▸ PROVIDED PASSAGE:
"""

Do you know that your size at birth may actually tell you whether you are susceptible to breast cancer later in life? Yes, new findings showed that birth size, particularly birth length, may be related to risk of breast cancer in adulthood and this information can be used as an indicator for susceptibility to this type of cancer for women.
This is based on the association study led by Isabel dos Santos, a professor of Epidemiology at the London School of Hygiene and Tropical Medicine. In this study, the researchers reviewed 32 published and unpublished studies, comprising of 22,058 cases of breast cancer among 600,000 women from developed countries. They re-analysed the data to determine the relationship between birth size and risk of breast cancer in adult women. The information on birth size was based on birth records of all participants. The three birth size measures that were examined were birth weight, birth length and head circumference.
The researchers found that women with higher birth weight tended to have higher risk for breast cancer. The analysed data showed that 0.5 kg increase in birth weight may increase the risk of breast cancer by 7%. Birth length and head circumference are also found to be indicators of breast cancer risk. Birth length was especially found to be the strongest predictor for breast cancer.

"""

▸ WORK ORDER: Edit the passage on birth size and breast cancer risk by rewriting the part that opens with the words containing "This is based" and closes with "and head circumference.". In that part, replace "developed countries" with "high-income countries". The items have nothing to do with the passage on birth size and breast cancer risk.

▸ DATASET CONTENT:
"""

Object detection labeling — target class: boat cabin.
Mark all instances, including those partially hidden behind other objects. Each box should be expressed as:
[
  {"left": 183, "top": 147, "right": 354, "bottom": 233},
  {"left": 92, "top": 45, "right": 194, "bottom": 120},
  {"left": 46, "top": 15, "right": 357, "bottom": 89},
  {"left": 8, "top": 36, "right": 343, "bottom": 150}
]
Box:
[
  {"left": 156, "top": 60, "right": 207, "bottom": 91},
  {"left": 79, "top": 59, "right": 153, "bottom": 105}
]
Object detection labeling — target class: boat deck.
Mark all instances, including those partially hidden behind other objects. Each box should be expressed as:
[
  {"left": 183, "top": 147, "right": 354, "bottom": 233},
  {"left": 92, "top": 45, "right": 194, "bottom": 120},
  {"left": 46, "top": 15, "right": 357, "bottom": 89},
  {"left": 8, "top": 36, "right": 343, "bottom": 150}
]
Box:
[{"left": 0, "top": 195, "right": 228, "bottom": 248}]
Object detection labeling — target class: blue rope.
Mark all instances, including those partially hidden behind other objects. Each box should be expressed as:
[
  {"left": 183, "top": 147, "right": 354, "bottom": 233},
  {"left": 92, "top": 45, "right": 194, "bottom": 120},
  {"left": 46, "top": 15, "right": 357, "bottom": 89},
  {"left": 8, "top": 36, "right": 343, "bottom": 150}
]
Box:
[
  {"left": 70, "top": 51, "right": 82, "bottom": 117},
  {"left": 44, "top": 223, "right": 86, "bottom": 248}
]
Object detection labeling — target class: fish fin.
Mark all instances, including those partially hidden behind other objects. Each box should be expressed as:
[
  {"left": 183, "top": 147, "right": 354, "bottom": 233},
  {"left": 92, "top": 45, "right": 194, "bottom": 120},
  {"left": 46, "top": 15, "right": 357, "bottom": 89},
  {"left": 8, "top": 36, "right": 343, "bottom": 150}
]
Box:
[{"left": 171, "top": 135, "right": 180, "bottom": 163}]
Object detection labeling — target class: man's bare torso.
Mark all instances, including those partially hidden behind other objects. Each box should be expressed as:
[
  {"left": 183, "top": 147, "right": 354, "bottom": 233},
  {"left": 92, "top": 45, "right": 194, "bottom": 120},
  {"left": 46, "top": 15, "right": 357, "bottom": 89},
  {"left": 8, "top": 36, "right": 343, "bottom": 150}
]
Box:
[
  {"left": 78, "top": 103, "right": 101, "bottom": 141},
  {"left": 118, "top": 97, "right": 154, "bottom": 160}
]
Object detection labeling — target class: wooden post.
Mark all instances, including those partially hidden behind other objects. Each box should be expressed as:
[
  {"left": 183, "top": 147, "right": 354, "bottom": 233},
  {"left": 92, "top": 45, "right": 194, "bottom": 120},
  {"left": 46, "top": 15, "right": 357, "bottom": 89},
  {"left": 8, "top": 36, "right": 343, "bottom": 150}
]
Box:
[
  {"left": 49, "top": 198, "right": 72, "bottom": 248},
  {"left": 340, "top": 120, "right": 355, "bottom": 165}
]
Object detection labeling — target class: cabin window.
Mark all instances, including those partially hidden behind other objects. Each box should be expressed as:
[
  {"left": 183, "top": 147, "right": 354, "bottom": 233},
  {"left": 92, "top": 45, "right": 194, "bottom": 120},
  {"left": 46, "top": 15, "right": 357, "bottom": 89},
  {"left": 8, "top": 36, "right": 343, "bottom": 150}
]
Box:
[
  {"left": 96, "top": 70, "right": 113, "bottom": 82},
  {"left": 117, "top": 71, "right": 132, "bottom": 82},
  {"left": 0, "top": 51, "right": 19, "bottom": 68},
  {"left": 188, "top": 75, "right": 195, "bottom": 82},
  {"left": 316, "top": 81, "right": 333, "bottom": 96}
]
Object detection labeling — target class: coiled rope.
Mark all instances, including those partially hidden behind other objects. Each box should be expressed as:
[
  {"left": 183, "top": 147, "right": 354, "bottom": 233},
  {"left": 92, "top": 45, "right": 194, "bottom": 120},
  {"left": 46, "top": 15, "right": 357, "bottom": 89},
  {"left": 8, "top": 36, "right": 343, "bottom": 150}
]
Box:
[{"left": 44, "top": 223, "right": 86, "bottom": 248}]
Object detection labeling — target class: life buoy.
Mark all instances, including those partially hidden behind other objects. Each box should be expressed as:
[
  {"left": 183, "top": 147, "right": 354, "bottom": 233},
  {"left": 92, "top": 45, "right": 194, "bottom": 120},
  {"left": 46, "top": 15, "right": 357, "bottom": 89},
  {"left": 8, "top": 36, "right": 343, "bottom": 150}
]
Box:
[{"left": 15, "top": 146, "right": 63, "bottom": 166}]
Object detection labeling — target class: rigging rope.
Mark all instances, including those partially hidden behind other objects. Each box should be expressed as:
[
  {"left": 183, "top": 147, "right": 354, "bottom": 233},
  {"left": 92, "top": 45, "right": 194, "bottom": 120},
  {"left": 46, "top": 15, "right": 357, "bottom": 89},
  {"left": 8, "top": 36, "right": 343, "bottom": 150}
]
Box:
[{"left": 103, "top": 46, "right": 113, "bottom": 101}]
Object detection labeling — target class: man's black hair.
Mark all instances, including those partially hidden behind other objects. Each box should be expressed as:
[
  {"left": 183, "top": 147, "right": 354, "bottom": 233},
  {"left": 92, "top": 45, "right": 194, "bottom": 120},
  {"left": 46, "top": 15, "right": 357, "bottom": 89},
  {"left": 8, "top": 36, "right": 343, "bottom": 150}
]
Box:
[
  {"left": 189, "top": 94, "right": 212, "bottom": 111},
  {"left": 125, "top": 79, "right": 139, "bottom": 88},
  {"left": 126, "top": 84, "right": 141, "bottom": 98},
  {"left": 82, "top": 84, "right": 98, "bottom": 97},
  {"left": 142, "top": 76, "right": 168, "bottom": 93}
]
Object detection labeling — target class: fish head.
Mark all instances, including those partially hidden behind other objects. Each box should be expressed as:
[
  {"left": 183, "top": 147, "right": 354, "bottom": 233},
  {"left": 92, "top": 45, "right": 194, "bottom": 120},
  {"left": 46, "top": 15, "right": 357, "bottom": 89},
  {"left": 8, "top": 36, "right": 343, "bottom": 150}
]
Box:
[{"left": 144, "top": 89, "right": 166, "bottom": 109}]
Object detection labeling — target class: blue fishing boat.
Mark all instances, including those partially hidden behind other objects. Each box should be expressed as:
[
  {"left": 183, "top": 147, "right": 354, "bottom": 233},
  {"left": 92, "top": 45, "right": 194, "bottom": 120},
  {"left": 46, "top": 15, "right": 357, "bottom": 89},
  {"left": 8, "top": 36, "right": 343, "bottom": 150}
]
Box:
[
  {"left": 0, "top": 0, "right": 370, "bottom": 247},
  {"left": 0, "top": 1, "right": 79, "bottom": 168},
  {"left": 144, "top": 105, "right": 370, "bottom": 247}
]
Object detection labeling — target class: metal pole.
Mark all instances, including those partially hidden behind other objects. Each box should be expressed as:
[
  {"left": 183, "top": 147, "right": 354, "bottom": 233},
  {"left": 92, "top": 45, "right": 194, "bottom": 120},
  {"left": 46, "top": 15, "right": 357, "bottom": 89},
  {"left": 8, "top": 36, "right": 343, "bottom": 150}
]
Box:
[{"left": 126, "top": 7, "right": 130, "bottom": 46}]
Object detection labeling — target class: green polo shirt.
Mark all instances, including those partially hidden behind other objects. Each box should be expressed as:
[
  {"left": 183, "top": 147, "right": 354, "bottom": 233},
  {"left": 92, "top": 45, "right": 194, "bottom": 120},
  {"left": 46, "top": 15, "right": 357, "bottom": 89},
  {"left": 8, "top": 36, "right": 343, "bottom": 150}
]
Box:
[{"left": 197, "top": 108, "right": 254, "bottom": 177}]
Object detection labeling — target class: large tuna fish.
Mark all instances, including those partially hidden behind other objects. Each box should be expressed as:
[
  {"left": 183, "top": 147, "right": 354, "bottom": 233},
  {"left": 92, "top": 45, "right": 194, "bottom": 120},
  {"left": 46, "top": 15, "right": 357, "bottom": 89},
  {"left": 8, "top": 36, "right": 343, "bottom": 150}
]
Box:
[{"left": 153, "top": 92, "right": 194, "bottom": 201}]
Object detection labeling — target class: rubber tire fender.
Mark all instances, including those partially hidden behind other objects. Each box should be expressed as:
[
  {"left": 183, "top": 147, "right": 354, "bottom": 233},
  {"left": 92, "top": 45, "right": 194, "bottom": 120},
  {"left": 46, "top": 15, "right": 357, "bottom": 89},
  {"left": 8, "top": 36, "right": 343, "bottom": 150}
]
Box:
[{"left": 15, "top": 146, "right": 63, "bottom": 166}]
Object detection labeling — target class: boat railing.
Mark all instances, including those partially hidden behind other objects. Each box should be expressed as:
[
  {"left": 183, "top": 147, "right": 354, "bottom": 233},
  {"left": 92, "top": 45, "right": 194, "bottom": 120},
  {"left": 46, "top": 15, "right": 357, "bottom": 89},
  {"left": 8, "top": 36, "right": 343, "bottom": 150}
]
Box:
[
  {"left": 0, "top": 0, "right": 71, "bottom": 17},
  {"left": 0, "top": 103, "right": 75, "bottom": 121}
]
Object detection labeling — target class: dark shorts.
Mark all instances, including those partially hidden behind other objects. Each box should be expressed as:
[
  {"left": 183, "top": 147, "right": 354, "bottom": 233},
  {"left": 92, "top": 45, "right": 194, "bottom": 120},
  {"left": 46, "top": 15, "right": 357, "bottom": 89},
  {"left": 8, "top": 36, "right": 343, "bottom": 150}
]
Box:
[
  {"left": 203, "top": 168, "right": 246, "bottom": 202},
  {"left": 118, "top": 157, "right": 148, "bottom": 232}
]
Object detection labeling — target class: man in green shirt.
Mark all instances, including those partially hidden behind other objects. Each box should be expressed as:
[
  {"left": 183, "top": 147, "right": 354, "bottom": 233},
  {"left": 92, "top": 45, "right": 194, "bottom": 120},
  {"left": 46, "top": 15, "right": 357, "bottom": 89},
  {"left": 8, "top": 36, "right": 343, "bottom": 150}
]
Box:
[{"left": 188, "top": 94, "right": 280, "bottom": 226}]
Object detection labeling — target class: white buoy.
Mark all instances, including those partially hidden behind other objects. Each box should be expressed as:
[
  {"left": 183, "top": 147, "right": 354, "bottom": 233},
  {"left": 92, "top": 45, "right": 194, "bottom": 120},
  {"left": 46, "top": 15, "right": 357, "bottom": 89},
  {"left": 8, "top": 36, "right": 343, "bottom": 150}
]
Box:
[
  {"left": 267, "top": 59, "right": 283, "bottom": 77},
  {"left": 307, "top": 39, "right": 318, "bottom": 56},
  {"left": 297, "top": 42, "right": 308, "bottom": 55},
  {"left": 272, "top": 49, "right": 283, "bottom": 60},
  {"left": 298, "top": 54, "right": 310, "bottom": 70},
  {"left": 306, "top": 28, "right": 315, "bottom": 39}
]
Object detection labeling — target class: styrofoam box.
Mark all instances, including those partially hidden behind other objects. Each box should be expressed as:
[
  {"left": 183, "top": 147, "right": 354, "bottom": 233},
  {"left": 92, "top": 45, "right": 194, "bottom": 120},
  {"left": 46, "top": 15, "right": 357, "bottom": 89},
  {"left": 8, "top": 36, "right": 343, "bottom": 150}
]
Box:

"""

▸ ANSWER SPACE:
This is based on the association study led by Isabel dos Santos, a professor of Epidemiology at the London School of Hygiene and Tropical Medicine. In this study, the researchers reviewed 32 published and unpublished studies, comprising of 22,058 cases of breast cancer among 600,000 women from high-income countries. They re-analysed the data to determine the relationship between birth size and risk of breast cancer in adult women. The information on birth size was based on birth records of all participants. The three birth size measures that were examined were birth weight, birth length and head circumference.